**WHAT TO WORK ON:** Convert each line of the material below into an entry in a numbered list, leaving out blank lines.

**RECORDS FOR THE EXERCISE:**
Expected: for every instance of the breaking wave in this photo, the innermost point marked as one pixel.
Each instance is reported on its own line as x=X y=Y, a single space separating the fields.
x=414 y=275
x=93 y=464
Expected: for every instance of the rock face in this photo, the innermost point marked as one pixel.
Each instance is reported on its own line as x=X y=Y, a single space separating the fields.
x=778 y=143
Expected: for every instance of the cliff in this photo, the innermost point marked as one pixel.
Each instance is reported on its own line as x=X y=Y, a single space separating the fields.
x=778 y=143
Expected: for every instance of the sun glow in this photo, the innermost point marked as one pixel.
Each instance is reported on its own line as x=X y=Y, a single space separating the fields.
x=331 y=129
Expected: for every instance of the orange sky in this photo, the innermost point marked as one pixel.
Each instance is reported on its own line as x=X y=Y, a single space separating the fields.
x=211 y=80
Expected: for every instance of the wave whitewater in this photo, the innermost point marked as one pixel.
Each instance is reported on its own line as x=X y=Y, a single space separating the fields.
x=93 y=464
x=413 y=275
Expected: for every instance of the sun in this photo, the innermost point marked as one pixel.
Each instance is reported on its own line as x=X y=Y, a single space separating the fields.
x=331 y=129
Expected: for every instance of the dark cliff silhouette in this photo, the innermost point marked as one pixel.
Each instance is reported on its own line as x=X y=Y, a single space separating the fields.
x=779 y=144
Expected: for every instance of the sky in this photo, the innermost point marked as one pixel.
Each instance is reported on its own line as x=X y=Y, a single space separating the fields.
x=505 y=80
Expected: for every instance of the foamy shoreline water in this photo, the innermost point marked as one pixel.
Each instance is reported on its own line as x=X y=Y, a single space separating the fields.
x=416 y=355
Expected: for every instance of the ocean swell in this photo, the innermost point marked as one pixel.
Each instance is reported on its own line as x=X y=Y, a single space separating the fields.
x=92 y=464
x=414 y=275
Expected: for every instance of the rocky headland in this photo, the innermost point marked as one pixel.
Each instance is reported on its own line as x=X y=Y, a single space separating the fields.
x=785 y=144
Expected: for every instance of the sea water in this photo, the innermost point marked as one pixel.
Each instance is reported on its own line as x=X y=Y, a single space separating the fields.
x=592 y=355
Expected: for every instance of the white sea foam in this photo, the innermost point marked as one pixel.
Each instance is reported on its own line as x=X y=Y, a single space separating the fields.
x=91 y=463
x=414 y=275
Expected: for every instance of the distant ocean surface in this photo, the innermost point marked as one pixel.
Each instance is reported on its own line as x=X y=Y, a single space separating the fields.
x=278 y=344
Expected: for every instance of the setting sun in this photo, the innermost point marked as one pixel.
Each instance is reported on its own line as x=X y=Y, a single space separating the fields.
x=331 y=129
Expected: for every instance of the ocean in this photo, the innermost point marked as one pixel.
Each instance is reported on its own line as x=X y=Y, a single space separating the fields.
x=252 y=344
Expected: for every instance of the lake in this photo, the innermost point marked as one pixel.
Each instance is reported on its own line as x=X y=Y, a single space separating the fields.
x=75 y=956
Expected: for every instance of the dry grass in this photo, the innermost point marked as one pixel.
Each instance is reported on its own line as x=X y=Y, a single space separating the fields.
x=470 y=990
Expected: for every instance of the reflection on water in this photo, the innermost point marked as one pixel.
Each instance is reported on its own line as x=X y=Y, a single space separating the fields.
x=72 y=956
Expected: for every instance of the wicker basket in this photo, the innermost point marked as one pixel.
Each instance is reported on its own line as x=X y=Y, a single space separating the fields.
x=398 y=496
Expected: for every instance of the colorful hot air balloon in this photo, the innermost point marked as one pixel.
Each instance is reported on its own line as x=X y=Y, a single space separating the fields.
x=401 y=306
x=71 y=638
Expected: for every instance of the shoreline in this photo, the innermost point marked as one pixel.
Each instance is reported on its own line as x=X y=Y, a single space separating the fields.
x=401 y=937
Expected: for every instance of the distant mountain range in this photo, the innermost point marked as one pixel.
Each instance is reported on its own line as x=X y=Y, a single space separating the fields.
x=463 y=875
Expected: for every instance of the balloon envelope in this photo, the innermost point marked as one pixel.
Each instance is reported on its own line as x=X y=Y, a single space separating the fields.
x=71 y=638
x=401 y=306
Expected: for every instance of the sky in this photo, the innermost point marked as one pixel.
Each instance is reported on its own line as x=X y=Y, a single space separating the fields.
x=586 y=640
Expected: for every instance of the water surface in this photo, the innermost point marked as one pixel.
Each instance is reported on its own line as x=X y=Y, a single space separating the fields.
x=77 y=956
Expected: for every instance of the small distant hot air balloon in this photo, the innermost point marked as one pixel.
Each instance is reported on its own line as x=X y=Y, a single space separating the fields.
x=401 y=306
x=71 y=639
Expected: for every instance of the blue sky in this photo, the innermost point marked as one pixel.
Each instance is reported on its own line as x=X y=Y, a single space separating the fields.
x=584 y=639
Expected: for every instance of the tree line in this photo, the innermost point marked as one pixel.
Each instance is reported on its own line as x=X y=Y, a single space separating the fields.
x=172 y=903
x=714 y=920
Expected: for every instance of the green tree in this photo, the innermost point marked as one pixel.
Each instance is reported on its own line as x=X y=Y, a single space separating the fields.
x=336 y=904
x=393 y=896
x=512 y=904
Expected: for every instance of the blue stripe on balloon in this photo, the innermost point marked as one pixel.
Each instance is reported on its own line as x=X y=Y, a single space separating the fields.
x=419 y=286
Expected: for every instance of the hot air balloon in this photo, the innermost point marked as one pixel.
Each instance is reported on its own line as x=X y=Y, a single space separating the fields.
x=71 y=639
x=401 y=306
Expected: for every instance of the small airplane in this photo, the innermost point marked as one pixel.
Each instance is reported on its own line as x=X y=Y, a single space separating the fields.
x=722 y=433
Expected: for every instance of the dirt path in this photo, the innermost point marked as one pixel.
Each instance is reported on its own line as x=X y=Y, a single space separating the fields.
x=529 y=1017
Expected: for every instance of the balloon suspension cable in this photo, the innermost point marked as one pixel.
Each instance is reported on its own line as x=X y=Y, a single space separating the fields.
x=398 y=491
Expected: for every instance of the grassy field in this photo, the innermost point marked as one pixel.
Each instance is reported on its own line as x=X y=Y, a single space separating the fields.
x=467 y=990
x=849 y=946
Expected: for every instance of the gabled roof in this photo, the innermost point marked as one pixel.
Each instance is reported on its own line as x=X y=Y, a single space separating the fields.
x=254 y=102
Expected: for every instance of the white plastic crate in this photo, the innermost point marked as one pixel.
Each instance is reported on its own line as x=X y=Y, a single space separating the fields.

**RESULT FOR THIS EXERCISE:**
1. Expected: for every instance of the breaking wave in this photo, the innermost point marked as one pixel.
2. Each instance is reported on its own line as x=X y=Y, a single space separating the fields.
3. x=414 y=275
4. x=93 y=464
5. Expected: for every instance of the rock face in this photo, the innermost point marked as one pixel.
6. Each instance is reported on its own line as x=X y=Y, a single space separating the fields.
7. x=778 y=143
8. Expected: for every instance of the cliff in this photo, the innermost point marked as one pixel.
9. Each instance is reported on its own line as x=X y=Y, a single space separating the fields.
10. x=778 y=143
11. Expected: for every instance of the sun glow in this photo, the innermost point marked as one pixel.
12. Each instance is reported on its own line as x=X y=Y, a single space separating the fields.
13. x=331 y=129
14. Expected: for every instance of the orange sky in this photo, the innermost point marked as one pixel.
15. Each instance is reported on its own line as x=X y=Y, a single space separating the fields.
16. x=211 y=80
17. Expected: for every instance of the wave whitewater in this photo, the innermost point marked as one pixel.
18. Each instance is reported on its own line as x=X y=Y, a single space separating the fields.
19. x=93 y=464
20. x=413 y=275
21. Expected: for every instance of the sun in this photo, the innermost point marked as one pixel.
22. Each instance is reported on its own line as x=X y=Y, a single space separating the fields.
23. x=331 y=129
24. Expected: for every instance of the dark cliff silhouette in this photo, the innermost point marked as one pixel.
25. Each instance is reported on its own line as x=X y=Y, a single space separating the fields.
26. x=779 y=144
27. Expected: for every instance of the sky in this photo, the innermost point marked as one pixel.
28. Each instance is reported on its own line as x=X y=Y, a single space separating the fields.
29. x=505 y=80
30. Expected: for every instance of the foamy shoreline water in this photo, the innermost point marked as one pixel.
31. Each instance is reported on its own line as x=X y=Y, a single space separating the fields.
32. x=416 y=355
33. Expected: for every instance of the ocean swell in this photo, the innermost point marked as one pixel.
34. Each instance is reported on its own line as x=X y=Y, a single space separating the fields.
35. x=92 y=464
36. x=414 y=275
37. Expected: for every instance of the rocky headland in this photo, the innermost point marked as one pixel.
38. Each instance is reported on its own line as x=X y=Y, a single space separating the fields.
39. x=785 y=144
40. Expected: for every instance of the sea water in this photo, the innermost point marked as one pixel.
41. Each instance is reported on its own line as x=X y=Y, a single space separating the fields.
42. x=592 y=355
43. Expected: for every instance of the white sea foam in this photo, the innermost point marked as one pixel.
44. Each instance is reported on its own line as x=X y=Y, a single space separating the fields.
45. x=91 y=463
46. x=414 y=275
47. Expected: for every instance of the distant ocean surface in this photo, the innermost point marked as one pixel.
48. Each instance is reported on its own line as x=X y=Y, a single space separating the fields.
49. x=278 y=344
50. Expected: for every instance of the setting sun in this photo, the innermost point marked as one pixel.
51. Each instance is reported on its own line as x=X y=Y, a single space separating the fields.
52. x=331 y=129
53. Expected: for every instance of the ocean in this photo, the innermost point marked as one pixel.
54. Each instance is reported on its own line as x=X y=Y, a single space separating the fields.
55. x=252 y=344
56. Expected: for every instance of the lake in this photo, the innermost point marked as one pixel.
57. Each instance is reported on its own line as x=X y=Y, a single space separating the fields.
58. x=75 y=956
59. Expected: for every instance of the dry grass in this photo, the innermost point marked as one pixel.
60. Each instance is reported on its own line as x=X y=Y, a single space separating the fields.
61. x=470 y=990
62. Expected: for every instance of the reflection on water in this photo, the innermost point marked as one pixel.
63. Each instance is reported on its own line as x=X y=Y, a single space separating the fields.
64. x=72 y=956
65. Expected: for every instance of the wicker basket in this photo, the innermost point marked as one pixel.
66. Each instance is reported on its own line as x=X y=Y, a single space separating the fields.
67. x=398 y=496
68. Expected: for every instance of the colorful hot air balloon in this photo, the innermost point marked as one pixel.
69. Each instance is reported on its own line as x=X y=Y, a single space separating the fields.
70. x=401 y=306
71. x=71 y=638
72. Expected: for every instance of the shoreline in this photo, the innermost point marked as one pixel.
73. Each instance is reported on its own line as x=X y=Y, a single space separating the fields.
74. x=401 y=937
75. Expected: for every instance of the distant mountain range in this photo, the innermost point marked as one pixel.
76. Each instance is reported on its own line as x=X y=Y, a single space separating the fields.
77. x=463 y=875
78. Expected: for every instance of the balloon envelope in this photo, the innermost point marked as one pixel.
79. Each instance is reported on its own line as x=X y=Y, a single space separating the fields.
80. x=71 y=638
81. x=401 y=306
82. Expected: for every instance of the sky in this photo, the innermost point marked as one pixel.
83. Each instance is reported on its own line as x=X y=Y, a single space separating the fields.
84. x=586 y=640
85. Expected: for every instance of the water surface in this photo, the innermost point marked as one pixel.
86. Each instance is reported on its own line as x=X y=Y, a single space separating the fields.
87. x=77 y=956
88. Expected: for every instance of the small distant hot air balloon in this photo, the innermost point marked as one pixel.
89. Each instance is reported on its own line as x=X y=Y, a single space separating the fields.
90. x=401 y=306
91. x=71 y=639
92. Expected: for every instance of the blue sky in this photo, the innermost point marked as one pixel.
93. Each instance is reported on its own line as x=X y=Y, a single space separating the fields.
94. x=584 y=639
95. Expected: for every instance of the tree line in this photo, the innermost point marked as one pixel.
96. Each instance is reported on its own line as x=X y=Y, a single space separating the fields.
97. x=172 y=903
98. x=714 y=920
99. Expected: for every instance of the green tree in this photo, the innermost point marked as one pixel.
100. Each instance is reported on its own line as x=X y=Y, a single space separating the fields.
101. x=336 y=904
102. x=393 y=896
103. x=512 y=904
104. Expected: for every instance of the blue stripe on balloon in this photo, the innermost point marked as one pixel.
105. Each instance is reported on its own line as x=X y=Y, a single space separating the fields.
106. x=419 y=286
107. Expected: for every instance of the hot air balloon in this photo, the innermost point marked as one pixel.
108. Each instance is reported on its own line as x=X y=Y, a single space separating the fields.
109. x=71 y=639
110. x=401 y=306
111. Expected: for every instance of the small airplane in this photo, the innermost point marked as one pixel.
112. Each instance is reported on its own line as x=X y=Y, a single space separating the fields.
113. x=722 y=433
114. Expected: for every instance of the dirt path in this photo, the innermost point marked as one pixel.
115. Each instance is reported on its own line as x=X y=Y, a single space separating the fields.
116. x=529 y=1017
117. Expected: for every instance of the balloon suspension cable in this photo, the innermost point marked as one pixel.
118. Each instance is reported on its own line as x=X y=Y, a single space separating the fields.
119. x=398 y=491
120. Expected: for every instance of the grassy field in this photo, the innermost point marked as one pixel.
121. Each instance is reported on its own line as x=X y=Y, a single space separating the fields.
122. x=467 y=990
123. x=849 y=946
124. Expected: for every instance of the gabled roof in this photo, the innermost point marked as one pixel.
125. Each instance is reported on its own line as x=X y=Y, a single space separating the fields.
126. x=254 y=102
127. Expected: for every instance of the white plastic crate in this photo, the innermost point marked as one pixel.
128. Each instance is reported on its own line as x=X y=Y, a single space separating the fields.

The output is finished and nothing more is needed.